**TASK PROMPT:**
Rewrite the records below with every "Tag each instance" changed to "Mark every instance", keeping everything else the same.

[Start DATA ROWS]

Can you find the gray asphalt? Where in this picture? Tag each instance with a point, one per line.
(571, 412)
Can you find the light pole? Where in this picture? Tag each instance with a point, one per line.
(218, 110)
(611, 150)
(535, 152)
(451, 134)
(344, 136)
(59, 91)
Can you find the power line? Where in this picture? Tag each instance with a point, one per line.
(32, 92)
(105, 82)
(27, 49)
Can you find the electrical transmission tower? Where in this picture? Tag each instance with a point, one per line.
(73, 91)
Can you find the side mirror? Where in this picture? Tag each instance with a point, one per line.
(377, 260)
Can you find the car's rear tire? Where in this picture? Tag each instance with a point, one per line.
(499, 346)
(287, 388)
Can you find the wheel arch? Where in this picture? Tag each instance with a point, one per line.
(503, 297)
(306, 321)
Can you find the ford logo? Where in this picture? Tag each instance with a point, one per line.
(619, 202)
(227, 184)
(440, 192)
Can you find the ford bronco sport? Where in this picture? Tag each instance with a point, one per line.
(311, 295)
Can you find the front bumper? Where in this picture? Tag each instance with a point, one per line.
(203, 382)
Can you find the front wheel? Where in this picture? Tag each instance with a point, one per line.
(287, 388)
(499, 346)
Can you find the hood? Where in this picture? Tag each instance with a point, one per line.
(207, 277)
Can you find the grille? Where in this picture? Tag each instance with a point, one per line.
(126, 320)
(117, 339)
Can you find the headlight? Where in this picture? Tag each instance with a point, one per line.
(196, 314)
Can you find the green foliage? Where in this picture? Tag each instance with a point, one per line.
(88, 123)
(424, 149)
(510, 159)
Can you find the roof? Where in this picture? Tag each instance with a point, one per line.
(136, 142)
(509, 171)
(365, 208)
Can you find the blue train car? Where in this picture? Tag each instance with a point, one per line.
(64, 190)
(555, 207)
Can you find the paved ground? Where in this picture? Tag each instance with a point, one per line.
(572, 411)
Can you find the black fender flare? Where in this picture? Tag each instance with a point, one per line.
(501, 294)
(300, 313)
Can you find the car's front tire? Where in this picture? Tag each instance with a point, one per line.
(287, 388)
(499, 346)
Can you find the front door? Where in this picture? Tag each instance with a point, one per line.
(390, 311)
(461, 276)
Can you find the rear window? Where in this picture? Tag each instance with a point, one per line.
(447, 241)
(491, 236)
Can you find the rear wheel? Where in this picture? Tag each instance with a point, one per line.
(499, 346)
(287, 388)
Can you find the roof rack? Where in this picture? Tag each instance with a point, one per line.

[End DATA ROWS]

**TASK RESULT:**
Can you find the gray asphalt? Where in this picture? Mark every instance with a point, one per line.
(571, 412)
Can you find the light pole? Where in this picture? Mark every instance with a point, one per line.
(218, 110)
(611, 150)
(535, 152)
(451, 134)
(344, 136)
(59, 91)
Can you find the power line? Where in this picture? Mark every instance with a point, one per line.
(32, 92)
(105, 82)
(27, 49)
Can you find the electrical transmission tower? Where in this picture? Mark every instance with a point, one per line.
(73, 91)
Can you find the side mirror? Where in this picture? Mark every instance with a point, one per line.
(377, 260)
Can you find the car's rear tire? Where in this picture? Mark every instance with a point, one per line.
(499, 346)
(287, 388)
Can you find the wheel arch? Where in this picture? Mark every instance with a point, one per line.
(503, 297)
(306, 321)
Can you find the ford logo? Where in this picture? Mark every instance with a point, one per line.
(619, 202)
(227, 184)
(440, 192)
Can you find the ford bronco sport? Where in this picture? Mark every instance with a point, one per line.
(311, 295)
Can you find the front bumper? Where in this picture? Mark every instance with a point, one per line.
(203, 382)
Can you find the front wheel? Where in this picture? Mark every instance with a point, one per line.
(287, 388)
(499, 346)
Can you find the hood? Where in this picture? Mark every instance with a point, one per line.
(207, 277)
Can you find the grille? Where in this picture? Mark every instance with a point, one per line.
(126, 320)
(117, 339)
Can you find the headlight? Where in this picture? Mark every instance with a point, one per line.
(196, 314)
Can you find the green foliage? Where in this picture? Mark every instance with a point, one per line.
(88, 123)
(424, 149)
(510, 159)
Can you find the roof? Where in this picture? Mark every instance with a point, one per line.
(136, 142)
(509, 171)
(365, 208)
Can you find the blue train car? Where in this picture? Mark every instance with a point, one per line.
(64, 190)
(555, 207)
Can you find the paved ground? Where in this picture? Mark every instance with a point, one per line.
(572, 411)
Can you find the black fender flare? Where in this picture? Mark every instance with a point, one per line.
(501, 294)
(300, 313)
Can you find the car's front tire? Where in this picture? Mark every instance with a point, one per line.
(287, 388)
(499, 346)
Can you find the front door? Where in this picture? Mark every instance with a point, one per line.
(390, 311)
(461, 276)
Can you find the rear window? Where in this picture? Mark every instance with a point, one per line.
(447, 241)
(491, 236)
Can you find the rear wheel? Where in this picture? Mark every instance with a point, one per line.
(499, 346)
(287, 388)
Can you find the roof rack? Where in this picture? Mark every instance with a point, one per line.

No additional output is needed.